Job 1 - Decide whether each statement below agrees with the building-height solution, answering yes or no and quoting the exact words of the solution that settle it. (a) The solution begins with right triangle PAB because the height of building AB is known. (b) The distance of the building from P works out to 20 m. (c) Taking DB as x m makes AD equal to (10 + x) m.
Job 2 - Carry the building-height solution forward, beginning right after its last sentence.

Passage provided -
━━━━━━━━━━
Since, we know the height of the building $A B$, we will first consider the right $\triangle \mathrm{PAB}$.

We have $$ \begin{aligned} \tan 30^{\circ} & =\dfrac{\mathrm{AB}}{\mathrm{AP}} \ \end{aligned} $$

i.e., $$\dfrac{1}{\sqrt{3}} =\dfrac{10}{\mathrm{AP}}$$

Therefore, $$ \mathrm{AP}=10 \sqrt{3} $$

i.e., the distance of the building from $P$ is $10 \sqrt{3} \mathrm{~m}=17.32 \mathrm{~m}$.

Next, let us suppose $\mathrm{DB}=x \mathrm{~m}$. Then $\mathrm{AD}=(10+x) \mathrm{m}$.
━━━━━━━━━━
Records shown -
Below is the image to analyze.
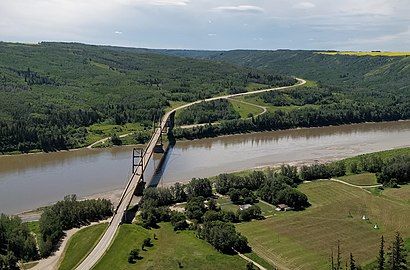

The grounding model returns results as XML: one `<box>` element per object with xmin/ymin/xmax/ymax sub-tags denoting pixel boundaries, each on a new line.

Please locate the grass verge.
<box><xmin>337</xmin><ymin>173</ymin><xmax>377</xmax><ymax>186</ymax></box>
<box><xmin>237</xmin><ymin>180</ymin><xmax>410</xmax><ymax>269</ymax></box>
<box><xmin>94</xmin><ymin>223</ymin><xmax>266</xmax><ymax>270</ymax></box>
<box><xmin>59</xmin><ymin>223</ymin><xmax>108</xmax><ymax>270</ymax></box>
━━━━━━━━━━
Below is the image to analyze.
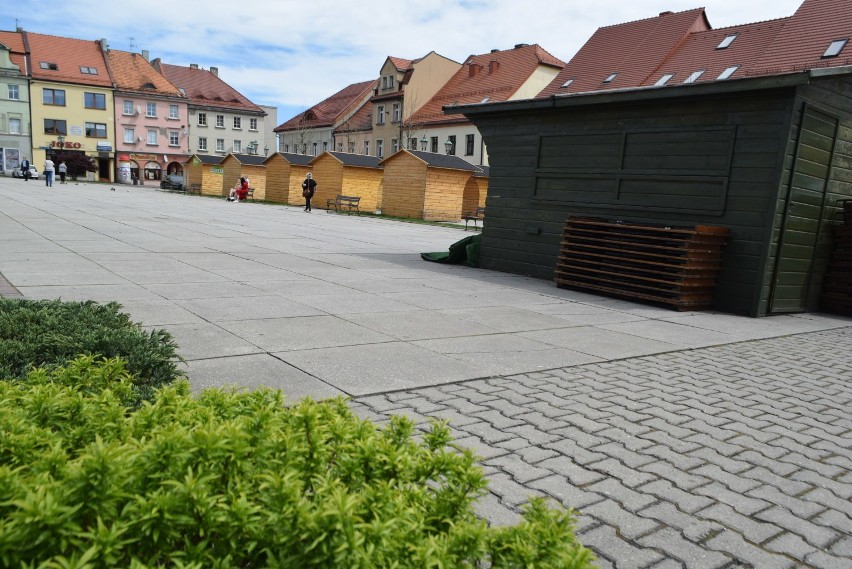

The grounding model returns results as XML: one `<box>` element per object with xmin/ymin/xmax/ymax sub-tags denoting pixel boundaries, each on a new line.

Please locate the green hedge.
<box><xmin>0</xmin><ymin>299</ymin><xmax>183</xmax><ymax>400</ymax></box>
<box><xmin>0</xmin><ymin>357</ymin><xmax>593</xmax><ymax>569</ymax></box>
━━━━━━━━━━
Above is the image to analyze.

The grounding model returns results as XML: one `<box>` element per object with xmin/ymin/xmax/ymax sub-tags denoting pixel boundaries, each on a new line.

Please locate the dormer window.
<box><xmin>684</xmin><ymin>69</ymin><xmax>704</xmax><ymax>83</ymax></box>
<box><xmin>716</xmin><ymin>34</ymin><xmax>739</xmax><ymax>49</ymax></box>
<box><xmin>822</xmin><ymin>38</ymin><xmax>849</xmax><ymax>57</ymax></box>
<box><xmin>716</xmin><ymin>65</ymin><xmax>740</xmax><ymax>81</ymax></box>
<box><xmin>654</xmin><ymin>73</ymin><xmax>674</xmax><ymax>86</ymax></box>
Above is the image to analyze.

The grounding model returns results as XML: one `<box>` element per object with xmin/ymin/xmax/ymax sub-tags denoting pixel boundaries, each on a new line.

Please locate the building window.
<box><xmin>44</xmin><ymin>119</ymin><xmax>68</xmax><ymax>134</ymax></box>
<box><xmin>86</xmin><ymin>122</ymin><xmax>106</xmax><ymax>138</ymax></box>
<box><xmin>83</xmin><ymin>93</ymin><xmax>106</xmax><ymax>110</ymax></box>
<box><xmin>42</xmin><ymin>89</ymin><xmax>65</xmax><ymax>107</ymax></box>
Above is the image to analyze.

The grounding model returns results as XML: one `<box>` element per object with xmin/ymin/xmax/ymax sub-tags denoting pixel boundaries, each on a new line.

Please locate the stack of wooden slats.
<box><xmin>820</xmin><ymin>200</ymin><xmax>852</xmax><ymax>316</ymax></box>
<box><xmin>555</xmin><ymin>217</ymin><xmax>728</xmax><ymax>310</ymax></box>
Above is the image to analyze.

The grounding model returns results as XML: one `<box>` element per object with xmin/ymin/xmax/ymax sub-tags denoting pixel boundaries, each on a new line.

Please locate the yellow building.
━━━━━━━━━━
Output 1 -
(a) Yes: "Since, we know the height of the building $A B$, we will first consider the right $\triangle \mathrm{PAB}$."
(b) No: "the distance of the building from $P$ is $10 \sqrt{3} \mathrm{~m}=17.32 \mathrm{~m}$."
(c) Yes: "Then $\mathrm{AD}=(10+x) \mathrm{m}$."

Output 2 -
Now, in right $\Delta \mathrm{PAD}$,

$$ \tan 45^{\circ}=\dfrac{\mathrm{AD}}{\mathrm{AP}}=\dfrac{10+x}{10 \sqrt{3}} $$

Therefore, $$ 1=\dfrac{10+x}{10 \sqrt{3}} $$

i.e., $$ x=10(\sqrt{3}-1)=7.32 $$

So, the length of the flagstaff is $7.32 \mathrm{~m}$.

Example 5 : The shadow of a tower standing on a level ground is found to be $40 \mathrm{~m}$ longer when the Sun’s altitude is $30^{\circ}$ than when it is $60^{\circ}$. Find the height of the tower.

Solution : In Fig. 9.8, AB is the tower and $\mathrm{BC}$ is the length of the shadow when the Sun’s altitude is $60^{\circ}$, i.e., the angle of elevation of the top of the tower from the tip of the shadow is $60^{\circ}$ and $\mathrm{DB}$ is the length of the shadow, when the angle of elevation is $30^{\circ}$.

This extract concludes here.